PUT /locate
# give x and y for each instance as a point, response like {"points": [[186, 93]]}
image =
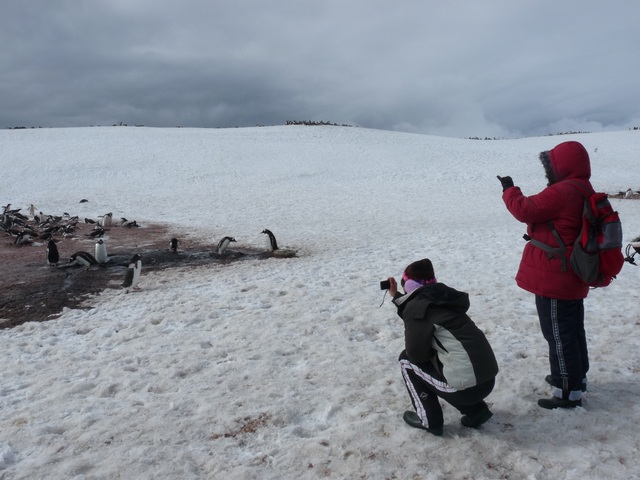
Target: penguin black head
{"points": [[272, 239]]}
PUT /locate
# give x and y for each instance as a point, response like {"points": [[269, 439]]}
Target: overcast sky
{"points": [[497, 68]]}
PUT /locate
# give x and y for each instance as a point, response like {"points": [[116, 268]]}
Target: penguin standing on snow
{"points": [[101, 252], [224, 244], [107, 220], [132, 276], [173, 245], [271, 241], [53, 256]]}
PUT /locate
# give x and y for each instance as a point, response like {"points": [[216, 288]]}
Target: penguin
{"points": [[107, 220], [271, 242], [101, 252], [84, 259], [97, 232], [22, 238], [53, 256], [223, 244], [132, 276], [173, 245]]}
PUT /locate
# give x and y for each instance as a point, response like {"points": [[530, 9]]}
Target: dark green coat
{"points": [[437, 330]]}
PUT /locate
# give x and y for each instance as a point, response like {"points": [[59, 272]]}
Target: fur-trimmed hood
{"points": [[567, 160]]}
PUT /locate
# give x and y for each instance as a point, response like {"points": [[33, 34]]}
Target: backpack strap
{"points": [[557, 252]]}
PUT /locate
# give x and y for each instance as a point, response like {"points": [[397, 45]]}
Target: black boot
{"points": [[413, 419], [555, 402]]}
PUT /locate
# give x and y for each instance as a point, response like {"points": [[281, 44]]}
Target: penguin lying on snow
{"points": [[132, 276], [272, 246], [224, 244], [84, 259]]}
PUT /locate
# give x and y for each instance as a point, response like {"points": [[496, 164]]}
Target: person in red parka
{"points": [[558, 291]]}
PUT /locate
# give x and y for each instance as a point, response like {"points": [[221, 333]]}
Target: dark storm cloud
{"points": [[495, 68]]}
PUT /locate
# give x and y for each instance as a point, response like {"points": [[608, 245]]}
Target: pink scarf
{"points": [[410, 285]]}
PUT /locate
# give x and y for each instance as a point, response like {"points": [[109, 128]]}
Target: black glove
{"points": [[506, 182]]}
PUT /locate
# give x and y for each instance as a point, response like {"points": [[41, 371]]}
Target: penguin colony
{"points": [[34, 227], [52, 229]]}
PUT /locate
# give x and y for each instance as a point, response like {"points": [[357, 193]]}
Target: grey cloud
{"points": [[494, 68]]}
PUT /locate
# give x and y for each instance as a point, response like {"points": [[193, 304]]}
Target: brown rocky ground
{"points": [[31, 290]]}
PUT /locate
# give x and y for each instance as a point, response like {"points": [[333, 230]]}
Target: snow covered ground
{"points": [[287, 368]]}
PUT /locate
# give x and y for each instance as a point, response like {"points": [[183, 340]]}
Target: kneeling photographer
{"points": [[446, 355]]}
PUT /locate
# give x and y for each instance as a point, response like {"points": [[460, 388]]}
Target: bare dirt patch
{"points": [[31, 290]]}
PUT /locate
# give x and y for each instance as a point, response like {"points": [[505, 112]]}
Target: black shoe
{"points": [[549, 380], [555, 402], [413, 419], [474, 421]]}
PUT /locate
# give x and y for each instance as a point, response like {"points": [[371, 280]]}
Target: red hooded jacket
{"points": [[560, 203]]}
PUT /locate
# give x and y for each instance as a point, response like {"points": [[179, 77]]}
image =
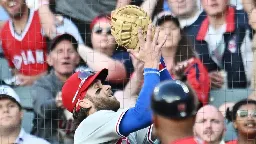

## What you will do
Copy out every line above that contains the word "dark". Case counts, so a match must have the same capital and small letters.

## Response
Target: dark green coat
Target: dark storm cloud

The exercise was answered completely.